WHAT TO DO:
Write out each line from the data below that includes the word "mountain".

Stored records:

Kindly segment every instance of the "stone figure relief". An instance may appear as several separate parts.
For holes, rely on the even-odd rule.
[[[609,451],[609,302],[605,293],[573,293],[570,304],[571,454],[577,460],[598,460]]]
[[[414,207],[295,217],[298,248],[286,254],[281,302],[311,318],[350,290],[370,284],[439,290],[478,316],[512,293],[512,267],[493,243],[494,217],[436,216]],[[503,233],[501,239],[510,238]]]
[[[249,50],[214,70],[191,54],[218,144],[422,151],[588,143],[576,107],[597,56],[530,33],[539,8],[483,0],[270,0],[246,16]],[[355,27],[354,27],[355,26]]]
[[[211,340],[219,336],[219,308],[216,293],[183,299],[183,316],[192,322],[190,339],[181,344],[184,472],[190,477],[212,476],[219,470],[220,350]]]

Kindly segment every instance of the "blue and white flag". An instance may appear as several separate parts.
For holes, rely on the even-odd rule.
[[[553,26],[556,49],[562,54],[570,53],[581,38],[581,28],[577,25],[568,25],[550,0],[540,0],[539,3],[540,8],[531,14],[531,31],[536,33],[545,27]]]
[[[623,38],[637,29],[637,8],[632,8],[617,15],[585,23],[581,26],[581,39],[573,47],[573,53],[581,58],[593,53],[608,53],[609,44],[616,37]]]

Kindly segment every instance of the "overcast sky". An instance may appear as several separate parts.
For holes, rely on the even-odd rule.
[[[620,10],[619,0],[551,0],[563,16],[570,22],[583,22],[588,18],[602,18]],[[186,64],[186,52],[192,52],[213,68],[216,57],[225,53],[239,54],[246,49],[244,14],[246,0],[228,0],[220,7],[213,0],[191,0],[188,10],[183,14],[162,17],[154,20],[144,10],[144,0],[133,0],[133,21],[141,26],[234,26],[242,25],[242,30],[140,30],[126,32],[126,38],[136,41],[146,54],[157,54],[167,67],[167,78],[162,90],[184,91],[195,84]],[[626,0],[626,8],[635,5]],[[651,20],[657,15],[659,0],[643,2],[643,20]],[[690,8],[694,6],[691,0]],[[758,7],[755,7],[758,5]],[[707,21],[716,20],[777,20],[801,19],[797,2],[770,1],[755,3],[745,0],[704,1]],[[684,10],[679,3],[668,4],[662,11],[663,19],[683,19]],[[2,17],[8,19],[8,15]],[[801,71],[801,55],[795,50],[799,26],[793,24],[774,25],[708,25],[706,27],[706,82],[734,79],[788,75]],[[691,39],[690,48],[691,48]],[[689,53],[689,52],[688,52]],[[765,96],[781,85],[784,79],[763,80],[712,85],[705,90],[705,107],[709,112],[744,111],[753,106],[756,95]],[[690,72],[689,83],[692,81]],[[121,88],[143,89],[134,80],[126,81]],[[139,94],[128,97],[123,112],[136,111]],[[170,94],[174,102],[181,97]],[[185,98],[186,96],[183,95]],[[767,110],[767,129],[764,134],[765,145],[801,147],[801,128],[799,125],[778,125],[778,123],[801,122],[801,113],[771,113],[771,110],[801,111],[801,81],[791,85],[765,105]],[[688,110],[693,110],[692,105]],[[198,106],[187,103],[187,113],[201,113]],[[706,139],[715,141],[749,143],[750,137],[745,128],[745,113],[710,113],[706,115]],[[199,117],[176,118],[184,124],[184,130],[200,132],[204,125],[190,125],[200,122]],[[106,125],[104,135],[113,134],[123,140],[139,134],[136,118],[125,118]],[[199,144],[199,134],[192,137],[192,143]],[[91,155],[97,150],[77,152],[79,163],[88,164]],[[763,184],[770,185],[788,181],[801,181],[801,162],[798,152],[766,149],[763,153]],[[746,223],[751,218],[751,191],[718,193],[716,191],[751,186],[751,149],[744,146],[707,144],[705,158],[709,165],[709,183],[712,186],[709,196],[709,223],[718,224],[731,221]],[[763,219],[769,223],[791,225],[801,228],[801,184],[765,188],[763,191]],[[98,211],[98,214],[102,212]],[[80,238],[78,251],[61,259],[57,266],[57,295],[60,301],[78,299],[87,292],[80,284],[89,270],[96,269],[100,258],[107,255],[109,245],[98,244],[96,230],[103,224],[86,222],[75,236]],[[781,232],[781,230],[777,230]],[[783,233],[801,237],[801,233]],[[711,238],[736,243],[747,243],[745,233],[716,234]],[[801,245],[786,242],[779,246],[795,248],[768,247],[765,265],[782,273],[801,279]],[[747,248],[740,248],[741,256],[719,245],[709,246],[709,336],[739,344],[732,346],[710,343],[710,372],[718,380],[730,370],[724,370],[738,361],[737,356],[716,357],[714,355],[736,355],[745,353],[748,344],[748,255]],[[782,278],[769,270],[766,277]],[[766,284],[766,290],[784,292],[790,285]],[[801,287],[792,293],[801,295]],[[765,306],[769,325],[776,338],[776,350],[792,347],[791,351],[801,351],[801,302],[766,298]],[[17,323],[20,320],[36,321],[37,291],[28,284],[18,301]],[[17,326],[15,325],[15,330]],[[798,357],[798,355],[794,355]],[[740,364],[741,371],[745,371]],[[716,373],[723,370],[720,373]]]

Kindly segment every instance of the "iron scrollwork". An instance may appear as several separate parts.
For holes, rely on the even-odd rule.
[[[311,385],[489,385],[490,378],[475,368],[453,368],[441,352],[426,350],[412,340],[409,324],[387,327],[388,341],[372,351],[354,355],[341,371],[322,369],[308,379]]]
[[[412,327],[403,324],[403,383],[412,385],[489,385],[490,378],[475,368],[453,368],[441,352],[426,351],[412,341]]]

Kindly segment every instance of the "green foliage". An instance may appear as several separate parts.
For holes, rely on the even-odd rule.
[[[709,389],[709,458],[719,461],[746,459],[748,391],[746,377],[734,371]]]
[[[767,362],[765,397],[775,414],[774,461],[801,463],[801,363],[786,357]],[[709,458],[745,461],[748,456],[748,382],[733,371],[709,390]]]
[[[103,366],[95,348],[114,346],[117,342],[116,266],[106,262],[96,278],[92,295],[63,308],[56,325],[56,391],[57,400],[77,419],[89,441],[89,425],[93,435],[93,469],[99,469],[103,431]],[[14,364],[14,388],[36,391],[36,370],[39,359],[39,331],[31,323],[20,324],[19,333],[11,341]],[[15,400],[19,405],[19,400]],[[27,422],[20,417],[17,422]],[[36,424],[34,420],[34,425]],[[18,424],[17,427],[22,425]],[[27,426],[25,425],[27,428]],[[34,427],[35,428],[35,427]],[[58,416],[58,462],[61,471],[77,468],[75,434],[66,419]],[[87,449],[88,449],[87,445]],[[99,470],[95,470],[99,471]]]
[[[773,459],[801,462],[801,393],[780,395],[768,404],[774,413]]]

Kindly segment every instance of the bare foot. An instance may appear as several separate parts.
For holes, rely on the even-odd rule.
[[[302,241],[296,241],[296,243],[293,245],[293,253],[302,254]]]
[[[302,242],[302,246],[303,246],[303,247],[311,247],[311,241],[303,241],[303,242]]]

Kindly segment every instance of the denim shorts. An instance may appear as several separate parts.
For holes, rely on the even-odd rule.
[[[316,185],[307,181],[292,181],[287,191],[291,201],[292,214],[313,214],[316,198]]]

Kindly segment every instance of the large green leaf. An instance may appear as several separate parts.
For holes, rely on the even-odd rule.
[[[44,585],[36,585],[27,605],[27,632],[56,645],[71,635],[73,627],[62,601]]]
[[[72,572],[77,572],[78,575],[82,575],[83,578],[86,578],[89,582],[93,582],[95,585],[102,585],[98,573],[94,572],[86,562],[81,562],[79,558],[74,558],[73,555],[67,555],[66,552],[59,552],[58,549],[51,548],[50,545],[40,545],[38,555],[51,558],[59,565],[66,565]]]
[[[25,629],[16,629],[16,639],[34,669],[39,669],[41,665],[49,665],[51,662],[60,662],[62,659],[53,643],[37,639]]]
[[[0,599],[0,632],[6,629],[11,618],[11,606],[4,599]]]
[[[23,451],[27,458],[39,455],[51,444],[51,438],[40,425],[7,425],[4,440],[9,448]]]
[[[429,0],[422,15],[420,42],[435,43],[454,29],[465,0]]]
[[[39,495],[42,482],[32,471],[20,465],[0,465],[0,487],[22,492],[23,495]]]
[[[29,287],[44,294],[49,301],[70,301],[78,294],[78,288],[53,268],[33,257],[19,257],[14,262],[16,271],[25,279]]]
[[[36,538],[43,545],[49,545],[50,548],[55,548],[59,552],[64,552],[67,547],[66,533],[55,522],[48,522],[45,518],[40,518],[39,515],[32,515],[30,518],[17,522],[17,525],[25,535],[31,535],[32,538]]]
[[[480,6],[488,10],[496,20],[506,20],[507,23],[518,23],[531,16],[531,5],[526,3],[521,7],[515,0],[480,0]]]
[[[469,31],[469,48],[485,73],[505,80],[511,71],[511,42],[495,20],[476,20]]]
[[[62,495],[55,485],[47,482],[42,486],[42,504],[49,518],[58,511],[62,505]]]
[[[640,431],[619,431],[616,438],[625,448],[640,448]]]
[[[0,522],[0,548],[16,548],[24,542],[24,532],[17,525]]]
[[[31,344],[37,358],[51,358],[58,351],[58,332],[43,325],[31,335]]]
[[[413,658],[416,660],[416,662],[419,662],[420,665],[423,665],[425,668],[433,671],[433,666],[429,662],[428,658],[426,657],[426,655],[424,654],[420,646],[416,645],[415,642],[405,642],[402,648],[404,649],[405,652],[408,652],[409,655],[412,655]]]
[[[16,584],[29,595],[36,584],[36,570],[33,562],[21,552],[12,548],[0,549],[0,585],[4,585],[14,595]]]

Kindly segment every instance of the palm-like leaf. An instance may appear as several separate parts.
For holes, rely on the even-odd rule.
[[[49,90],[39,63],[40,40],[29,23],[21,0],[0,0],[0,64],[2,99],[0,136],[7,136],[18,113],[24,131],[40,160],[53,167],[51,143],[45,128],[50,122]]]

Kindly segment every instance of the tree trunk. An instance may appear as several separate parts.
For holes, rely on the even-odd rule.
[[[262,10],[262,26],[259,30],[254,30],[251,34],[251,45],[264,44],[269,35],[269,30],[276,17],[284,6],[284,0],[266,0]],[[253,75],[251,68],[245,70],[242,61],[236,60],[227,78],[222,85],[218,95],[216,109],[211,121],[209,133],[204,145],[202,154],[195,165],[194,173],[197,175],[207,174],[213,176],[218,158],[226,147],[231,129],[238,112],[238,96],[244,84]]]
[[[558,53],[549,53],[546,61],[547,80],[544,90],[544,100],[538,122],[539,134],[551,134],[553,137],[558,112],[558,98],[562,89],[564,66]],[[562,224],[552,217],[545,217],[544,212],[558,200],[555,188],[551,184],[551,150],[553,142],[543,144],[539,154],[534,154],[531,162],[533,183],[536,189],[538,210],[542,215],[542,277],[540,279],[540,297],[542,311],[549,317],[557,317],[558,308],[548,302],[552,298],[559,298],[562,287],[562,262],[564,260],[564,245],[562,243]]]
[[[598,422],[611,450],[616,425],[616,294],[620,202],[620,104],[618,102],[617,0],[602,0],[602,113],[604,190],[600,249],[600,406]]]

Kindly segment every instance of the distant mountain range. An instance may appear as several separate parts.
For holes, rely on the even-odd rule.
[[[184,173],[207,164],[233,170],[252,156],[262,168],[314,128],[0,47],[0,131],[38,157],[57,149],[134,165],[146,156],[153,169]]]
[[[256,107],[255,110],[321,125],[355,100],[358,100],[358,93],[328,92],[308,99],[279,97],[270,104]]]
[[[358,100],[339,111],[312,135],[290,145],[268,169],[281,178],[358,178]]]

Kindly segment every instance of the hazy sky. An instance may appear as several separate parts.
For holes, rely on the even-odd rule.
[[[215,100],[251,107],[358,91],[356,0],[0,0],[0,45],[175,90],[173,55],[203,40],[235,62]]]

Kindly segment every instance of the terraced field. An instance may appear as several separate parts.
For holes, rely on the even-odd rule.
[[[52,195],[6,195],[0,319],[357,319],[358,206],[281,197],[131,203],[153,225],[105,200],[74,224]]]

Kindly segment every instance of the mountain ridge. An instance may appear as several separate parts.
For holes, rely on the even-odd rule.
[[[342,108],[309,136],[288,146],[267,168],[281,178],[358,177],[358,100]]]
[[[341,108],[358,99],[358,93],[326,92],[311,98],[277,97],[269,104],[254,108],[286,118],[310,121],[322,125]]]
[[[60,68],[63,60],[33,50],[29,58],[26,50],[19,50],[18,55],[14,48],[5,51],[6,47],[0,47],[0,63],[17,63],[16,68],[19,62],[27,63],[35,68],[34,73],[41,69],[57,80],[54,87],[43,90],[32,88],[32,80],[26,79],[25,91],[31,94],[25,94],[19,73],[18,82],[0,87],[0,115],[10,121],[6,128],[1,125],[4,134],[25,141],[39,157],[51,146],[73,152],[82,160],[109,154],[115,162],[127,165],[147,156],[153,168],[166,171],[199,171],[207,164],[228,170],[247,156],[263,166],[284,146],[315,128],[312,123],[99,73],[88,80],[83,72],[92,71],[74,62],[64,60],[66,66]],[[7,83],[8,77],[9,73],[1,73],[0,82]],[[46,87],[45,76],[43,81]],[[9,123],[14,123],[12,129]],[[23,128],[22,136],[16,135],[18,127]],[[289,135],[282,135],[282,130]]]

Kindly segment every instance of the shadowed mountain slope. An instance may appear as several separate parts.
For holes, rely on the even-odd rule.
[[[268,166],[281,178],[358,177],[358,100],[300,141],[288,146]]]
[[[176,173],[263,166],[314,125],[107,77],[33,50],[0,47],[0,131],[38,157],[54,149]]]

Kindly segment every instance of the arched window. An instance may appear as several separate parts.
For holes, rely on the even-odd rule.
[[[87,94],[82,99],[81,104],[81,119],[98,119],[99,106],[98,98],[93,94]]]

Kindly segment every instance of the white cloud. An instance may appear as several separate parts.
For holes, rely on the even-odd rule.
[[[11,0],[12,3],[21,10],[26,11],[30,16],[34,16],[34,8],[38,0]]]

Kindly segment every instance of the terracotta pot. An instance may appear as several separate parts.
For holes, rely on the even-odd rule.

SOLUTION FOR THIS EXERCISE:
Kindly segment every instance of the distant mountain range. An instance may appear as several separate parts.
Kindly segment every instance of the mountain ridge. An instance may appear as several separate parts.
Kindly segment every instance of the shadowed mountain slope. An instance may appear as several separate parts.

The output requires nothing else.